JOB :: Rewrite the listing from its first line through the line containing "[[363, 207], [499, 215], [466, 226]]", keeping every line, requests included, and shift each x and y coordinate in the answers up by 139.

Location labeling records
>>>

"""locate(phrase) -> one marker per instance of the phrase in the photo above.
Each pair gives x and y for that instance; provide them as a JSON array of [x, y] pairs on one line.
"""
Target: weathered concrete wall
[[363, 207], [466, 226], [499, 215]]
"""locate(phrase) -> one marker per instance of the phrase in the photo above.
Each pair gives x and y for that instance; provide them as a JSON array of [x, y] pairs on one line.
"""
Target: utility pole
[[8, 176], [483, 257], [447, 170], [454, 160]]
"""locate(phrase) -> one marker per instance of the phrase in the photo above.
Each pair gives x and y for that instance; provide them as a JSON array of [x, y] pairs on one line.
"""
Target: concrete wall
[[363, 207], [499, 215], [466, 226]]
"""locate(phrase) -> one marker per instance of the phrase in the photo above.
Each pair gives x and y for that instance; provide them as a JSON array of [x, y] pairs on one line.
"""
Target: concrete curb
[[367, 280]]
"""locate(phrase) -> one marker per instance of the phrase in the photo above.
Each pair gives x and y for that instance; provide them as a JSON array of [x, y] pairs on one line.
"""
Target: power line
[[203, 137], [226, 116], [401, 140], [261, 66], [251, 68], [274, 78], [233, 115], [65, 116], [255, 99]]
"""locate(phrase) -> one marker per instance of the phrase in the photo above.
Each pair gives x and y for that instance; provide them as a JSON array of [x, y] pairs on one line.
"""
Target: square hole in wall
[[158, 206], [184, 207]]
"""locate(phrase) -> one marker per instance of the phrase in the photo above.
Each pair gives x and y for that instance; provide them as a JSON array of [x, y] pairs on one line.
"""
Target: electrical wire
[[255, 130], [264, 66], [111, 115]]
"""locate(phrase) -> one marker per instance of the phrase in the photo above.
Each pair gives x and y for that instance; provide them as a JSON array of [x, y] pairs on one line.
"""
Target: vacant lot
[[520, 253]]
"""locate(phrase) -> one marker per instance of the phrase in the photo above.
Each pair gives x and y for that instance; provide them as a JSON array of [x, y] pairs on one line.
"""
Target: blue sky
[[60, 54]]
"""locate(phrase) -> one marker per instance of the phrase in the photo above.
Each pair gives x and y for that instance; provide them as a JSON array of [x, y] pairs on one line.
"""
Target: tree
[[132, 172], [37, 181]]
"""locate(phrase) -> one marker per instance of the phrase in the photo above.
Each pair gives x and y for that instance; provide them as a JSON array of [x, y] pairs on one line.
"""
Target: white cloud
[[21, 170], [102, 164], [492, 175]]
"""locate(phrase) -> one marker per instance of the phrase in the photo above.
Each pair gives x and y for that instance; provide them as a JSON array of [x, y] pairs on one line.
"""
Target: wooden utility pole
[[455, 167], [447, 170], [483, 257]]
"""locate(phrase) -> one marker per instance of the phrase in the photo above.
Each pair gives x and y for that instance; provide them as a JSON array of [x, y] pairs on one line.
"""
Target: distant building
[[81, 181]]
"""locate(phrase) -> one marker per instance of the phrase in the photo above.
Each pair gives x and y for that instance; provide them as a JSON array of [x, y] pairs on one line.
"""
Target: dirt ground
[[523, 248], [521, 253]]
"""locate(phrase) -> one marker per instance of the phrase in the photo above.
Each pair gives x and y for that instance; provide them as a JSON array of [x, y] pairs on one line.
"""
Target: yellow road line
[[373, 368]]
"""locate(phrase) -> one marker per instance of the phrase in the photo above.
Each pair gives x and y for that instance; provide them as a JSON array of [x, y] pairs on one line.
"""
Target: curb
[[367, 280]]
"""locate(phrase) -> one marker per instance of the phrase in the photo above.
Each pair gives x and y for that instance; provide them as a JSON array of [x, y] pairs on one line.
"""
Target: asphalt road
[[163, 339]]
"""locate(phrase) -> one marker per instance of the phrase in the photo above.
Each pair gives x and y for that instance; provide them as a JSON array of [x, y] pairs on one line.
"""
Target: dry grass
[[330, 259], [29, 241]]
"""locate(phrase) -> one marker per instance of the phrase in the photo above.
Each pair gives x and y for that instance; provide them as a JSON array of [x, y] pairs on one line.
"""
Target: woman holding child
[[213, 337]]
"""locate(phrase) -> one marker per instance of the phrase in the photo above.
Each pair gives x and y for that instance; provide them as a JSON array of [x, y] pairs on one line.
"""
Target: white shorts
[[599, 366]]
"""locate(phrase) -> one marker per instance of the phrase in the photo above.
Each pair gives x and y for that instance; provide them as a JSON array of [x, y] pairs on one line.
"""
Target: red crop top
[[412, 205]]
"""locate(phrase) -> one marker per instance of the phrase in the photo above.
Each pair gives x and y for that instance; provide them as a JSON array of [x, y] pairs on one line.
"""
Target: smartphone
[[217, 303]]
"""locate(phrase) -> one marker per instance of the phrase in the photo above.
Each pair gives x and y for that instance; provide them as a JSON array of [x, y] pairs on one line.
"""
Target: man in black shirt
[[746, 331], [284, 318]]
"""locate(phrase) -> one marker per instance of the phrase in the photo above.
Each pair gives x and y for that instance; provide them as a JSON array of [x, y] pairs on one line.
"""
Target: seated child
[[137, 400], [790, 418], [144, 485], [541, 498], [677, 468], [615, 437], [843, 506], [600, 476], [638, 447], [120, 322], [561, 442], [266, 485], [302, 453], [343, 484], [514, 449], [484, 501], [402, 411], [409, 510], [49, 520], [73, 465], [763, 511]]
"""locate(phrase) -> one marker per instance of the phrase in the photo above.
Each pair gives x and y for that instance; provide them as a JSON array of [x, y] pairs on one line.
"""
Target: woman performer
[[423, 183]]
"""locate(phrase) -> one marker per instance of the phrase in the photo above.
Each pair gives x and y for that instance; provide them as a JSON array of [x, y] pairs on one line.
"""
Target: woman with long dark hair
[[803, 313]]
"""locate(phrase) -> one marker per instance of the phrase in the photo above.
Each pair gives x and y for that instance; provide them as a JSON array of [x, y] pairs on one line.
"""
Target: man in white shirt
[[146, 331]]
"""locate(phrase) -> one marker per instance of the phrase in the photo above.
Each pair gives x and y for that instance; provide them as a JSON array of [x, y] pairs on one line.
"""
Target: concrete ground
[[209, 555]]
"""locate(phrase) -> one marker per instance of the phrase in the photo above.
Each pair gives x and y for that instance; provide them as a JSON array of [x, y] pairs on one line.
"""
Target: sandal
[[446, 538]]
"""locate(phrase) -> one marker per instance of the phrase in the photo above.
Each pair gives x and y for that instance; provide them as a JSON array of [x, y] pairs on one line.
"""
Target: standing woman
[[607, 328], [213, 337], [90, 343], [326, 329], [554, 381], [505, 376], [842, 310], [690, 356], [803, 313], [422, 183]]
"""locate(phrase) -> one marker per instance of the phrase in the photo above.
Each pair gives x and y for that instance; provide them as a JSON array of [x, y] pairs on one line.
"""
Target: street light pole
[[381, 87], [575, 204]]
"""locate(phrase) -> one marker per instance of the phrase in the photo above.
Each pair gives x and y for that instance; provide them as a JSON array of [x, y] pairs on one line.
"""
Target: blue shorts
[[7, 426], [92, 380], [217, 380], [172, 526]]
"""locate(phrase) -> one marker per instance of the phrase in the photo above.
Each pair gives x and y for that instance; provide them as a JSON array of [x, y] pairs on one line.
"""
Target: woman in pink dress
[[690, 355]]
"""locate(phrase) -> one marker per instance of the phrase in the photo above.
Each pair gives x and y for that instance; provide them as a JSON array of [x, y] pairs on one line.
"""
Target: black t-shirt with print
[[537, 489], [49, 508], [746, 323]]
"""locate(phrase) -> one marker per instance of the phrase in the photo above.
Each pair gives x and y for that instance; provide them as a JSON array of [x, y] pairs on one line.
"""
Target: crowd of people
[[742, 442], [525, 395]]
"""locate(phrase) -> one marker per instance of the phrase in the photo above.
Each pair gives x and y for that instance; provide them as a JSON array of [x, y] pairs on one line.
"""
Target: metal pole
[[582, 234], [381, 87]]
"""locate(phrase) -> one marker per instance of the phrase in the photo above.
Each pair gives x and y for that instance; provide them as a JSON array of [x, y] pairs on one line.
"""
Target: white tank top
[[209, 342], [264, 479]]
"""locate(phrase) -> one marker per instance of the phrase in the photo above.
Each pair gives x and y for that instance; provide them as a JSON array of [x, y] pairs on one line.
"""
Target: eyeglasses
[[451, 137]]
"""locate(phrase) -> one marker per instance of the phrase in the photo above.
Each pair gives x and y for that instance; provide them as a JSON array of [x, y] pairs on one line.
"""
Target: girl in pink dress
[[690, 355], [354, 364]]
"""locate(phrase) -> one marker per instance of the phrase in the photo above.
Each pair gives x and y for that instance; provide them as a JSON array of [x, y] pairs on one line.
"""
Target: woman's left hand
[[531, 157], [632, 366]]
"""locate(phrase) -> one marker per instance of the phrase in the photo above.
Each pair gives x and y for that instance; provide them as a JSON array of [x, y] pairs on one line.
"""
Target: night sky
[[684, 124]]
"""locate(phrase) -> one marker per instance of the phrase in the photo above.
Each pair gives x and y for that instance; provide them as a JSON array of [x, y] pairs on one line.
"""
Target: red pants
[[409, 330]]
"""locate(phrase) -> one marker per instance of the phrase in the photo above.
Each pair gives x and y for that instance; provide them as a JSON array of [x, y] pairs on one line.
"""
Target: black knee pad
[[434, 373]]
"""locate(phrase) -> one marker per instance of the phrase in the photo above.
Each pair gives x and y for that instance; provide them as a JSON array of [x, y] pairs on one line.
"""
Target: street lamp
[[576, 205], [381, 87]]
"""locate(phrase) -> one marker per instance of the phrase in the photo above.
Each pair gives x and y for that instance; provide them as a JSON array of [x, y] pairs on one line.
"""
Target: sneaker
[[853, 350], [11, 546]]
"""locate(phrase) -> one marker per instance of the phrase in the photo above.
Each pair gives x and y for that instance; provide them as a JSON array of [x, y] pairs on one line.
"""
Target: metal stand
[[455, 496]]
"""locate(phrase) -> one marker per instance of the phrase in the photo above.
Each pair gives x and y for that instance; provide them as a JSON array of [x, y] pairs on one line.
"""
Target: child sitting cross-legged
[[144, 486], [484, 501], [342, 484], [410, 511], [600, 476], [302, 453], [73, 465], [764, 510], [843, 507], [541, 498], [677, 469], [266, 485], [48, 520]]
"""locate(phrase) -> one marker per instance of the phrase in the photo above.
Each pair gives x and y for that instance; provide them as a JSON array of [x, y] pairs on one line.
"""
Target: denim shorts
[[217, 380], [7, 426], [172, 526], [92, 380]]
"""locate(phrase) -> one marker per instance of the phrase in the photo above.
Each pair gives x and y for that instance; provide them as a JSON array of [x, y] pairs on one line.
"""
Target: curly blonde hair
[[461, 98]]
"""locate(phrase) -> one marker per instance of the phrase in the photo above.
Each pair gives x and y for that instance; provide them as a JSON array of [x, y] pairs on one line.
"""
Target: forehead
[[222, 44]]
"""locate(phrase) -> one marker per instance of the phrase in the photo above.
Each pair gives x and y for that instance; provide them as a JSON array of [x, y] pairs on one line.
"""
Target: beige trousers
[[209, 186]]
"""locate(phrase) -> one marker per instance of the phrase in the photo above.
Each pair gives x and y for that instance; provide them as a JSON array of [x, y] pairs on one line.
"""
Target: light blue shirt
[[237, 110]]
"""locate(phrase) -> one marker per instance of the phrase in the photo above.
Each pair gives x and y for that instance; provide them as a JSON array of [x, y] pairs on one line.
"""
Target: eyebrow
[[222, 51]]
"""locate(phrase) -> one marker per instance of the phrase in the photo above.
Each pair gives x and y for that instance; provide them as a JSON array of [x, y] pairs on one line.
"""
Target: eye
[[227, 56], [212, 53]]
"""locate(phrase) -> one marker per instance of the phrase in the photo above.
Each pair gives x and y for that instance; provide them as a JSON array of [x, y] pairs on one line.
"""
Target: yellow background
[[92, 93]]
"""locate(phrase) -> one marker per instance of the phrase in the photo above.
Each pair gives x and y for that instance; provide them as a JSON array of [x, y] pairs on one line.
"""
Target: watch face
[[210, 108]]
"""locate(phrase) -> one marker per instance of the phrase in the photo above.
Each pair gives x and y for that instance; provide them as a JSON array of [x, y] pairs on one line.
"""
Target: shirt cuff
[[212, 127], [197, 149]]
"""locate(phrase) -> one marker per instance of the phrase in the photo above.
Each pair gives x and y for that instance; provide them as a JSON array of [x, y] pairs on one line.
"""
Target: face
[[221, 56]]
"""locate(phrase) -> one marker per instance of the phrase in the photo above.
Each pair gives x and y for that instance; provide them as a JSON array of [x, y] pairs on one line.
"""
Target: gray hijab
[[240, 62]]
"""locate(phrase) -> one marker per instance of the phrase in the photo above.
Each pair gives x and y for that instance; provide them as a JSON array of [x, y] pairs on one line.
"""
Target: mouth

<<<

RESPONSE TO THIS EXERCISE ::
"""locate(phrase) -> one marker per instance of the phrase in the photo above.
Each pair gives x and y for that instance; provide them as a JSON array of [x, y] pairs on one line.
"""
Target: weathered concrete wall
[[502, 346], [605, 365], [638, 354]]
"""locate(phrase) -> one marker per instance of the phrase in the photo above.
Each pair gives x and y for that instance; provide them as a JSON array of [x, y] pairs on one line.
"""
Target: utility pole
[[147, 315], [622, 396], [586, 309], [593, 299]]
"""locate(phrase) -> one marker per instance of the phrase in the photo above.
Each pair gives x and y for that instance; provide them as a JSON array of [x, y] pairs on one line.
"""
Target: concrete wall
[[502, 346], [638, 354], [605, 365]]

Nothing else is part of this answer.